***** Provided records *****

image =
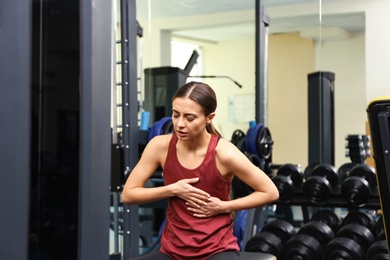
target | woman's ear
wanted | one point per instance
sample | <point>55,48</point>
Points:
<point>210,117</point>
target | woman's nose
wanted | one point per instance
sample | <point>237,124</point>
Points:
<point>180,122</point>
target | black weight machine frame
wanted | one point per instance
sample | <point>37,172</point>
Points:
<point>378,112</point>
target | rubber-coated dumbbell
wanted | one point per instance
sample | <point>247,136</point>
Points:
<point>378,251</point>
<point>308,243</point>
<point>328,217</point>
<point>351,242</point>
<point>358,187</point>
<point>319,185</point>
<point>362,218</point>
<point>271,238</point>
<point>344,170</point>
<point>287,178</point>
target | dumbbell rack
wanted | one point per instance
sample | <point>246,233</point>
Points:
<point>336,200</point>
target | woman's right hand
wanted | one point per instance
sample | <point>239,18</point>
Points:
<point>193,196</point>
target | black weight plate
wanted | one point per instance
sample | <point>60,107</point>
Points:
<point>319,230</point>
<point>362,218</point>
<point>265,242</point>
<point>293,171</point>
<point>328,171</point>
<point>356,191</point>
<point>342,248</point>
<point>285,187</point>
<point>309,169</point>
<point>344,170</point>
<point>365,171</point>
<point>281,228</point>
<point>317,189</point>
<point>302,247</point>
<point>264,143</point>
<point>360,234</point>
<point>329,217</point>
<point>378,251</point>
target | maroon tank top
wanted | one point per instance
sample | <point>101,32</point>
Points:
<point>186,236</point>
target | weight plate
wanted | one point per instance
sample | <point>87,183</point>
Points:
<point>328,217</point>
<point>319,230</point>
<point>281,228</point>
<point>264,143</point>
<point>356,191</point>
<point>360,234</point>
<point>362,218</point>
<point>328,171</point>
<point>302,247</point>
<point>378,251</point>
<point>344,170</point>
<point>317,189</point>
<point>265,242</point>
<point>293,171</point>
<point>342,248</point>
<point>365,171</point>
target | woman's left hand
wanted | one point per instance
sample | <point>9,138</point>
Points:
<point>214,207</point>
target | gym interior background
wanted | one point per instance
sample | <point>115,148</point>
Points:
<point>58,75</point>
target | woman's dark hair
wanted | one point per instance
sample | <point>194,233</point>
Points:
<point>202,94</point>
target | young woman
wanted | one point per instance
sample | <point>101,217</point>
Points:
<point>198,167</point>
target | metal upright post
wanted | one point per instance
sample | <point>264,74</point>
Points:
<point>262,24</point>
<point>130,129</point>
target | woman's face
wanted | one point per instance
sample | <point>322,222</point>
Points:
<point>188,118</point>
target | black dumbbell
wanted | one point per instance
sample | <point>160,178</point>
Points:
<point>350,242</point>
<point>319,185</point>
<point>328,217</point>
<point>378,251</point>
<point>362,218</point>
<point>287,178</point>
<point>271,238</point>
<point>344,170</point>
<point>309,242</point>
<point>358,187</point>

*****

__Task prompt__. Copy out the lines above word for word, leaving out the picture.

__Result of this task__.
image =
target | woman's ear
wanted | one point per instance
sample | <point>55,48</point>
Points:
<point>210,117</point>
target | woman's nose
wanted | one point per instance
sample | <point>237,124</point>
Points:
<point>180,122</point>
target | black weight machine frame
wanted | one point per instance
sample | <point>37,172</point>
Points:
<point>378,112</point>
target | rubber-coated dumbbell
wanted | one point per instance
sample | <point>247,136</point>
Points:
<point>378,251</point>
<point>308,243</point>
<point>328,217</point>
<point>351,242</point>
<point>358,187</point>
<point>319,185</point>
<point>362,218</point>
<point>271,238</point>
<point>344,170</point>
<point>287,178</point>
target | dumbbell rack
wanted | one point per instance
sample | <point>246,233</point>
Points:
<point>336,200</point>
target | woman's right hand
wanted | one point per instance
sample | <point>239,18</point>
Points:
<point>193,196</point>
target | black weight plate
wanted | one point per instance
sample | <point>60,107</point>
Points:
<point>319,230</point>
<point>362,218</point>
<point>265,242</point>
<point>293,171</point>
<point>328,171</point>
<point>356,191</point>
<point>342,248</point>
<point>285,187</point>
<point>309,169</point>
<point>344,170</point>
<point>365,171</point>
<point>281,228</point>
<point>317,189</point>
<point>302,247</point>
<point>264,143</point>
<point>360,234</point>
<point>329,217</point>
<point>378,251</point>
target | maroon tank top
wanted | one point per instance
sample | <point>101,32</point>
Points:
<point>186,236</point>
target | weight plate
wanted | one point per instance
sample | <point>87,183</point>
Points:
<point>328,217</point>
<point>319,230</point>
<point>281,228</point>
<point>264,143</point>
<point>356,191</point>
<point>360,234</point>
<point>362,218</point>
<point>328,171</point>
<point>302,247</point>
<point>378,251</point>
<point>344,170</point>
<point>317,189</point>
<point>265,242</point>
<point>293,171</point>
<point>342,248</point>
<point>365,171</point>
target | woman's left hand
wanted | one point per instance
sample | <point>9,138</point>
Points:
<point>214,207</point>
target | gym interior background
wanted | one point per instance
sample | <point>115,148</point>
Points:
<point>58,75</point>
target | woman's dark hair
wanted | one point per instance
sample | <point>194,233</point>
Points:
<point>202,94</point>
target | young woman
wanted | one point per instance
sample | <point>101,217</point>
Points:
<point>198,167</point>
target | metal upright post
wanted | one point per instance
sample | <point>264,74</point>
Points:
<point>262,24</point>
<point>130,129</point>
target | woman's face
wanted | one point per instance
sample | <point>322,222</point>
Points:
<point>188,118</point>
target | black dumbbell
wanted | one point per instance
sample | <point>160,178</point>
Points:
<point>350,242</point>
<point>319,185</point>
<point>328,217</point>
<point>378,251</point>
<point>362,218</point>
<point>287,178</point>
<point>271,238</point>
<point>344,170</point>
<point>309,242</point>
<point>358,187</point>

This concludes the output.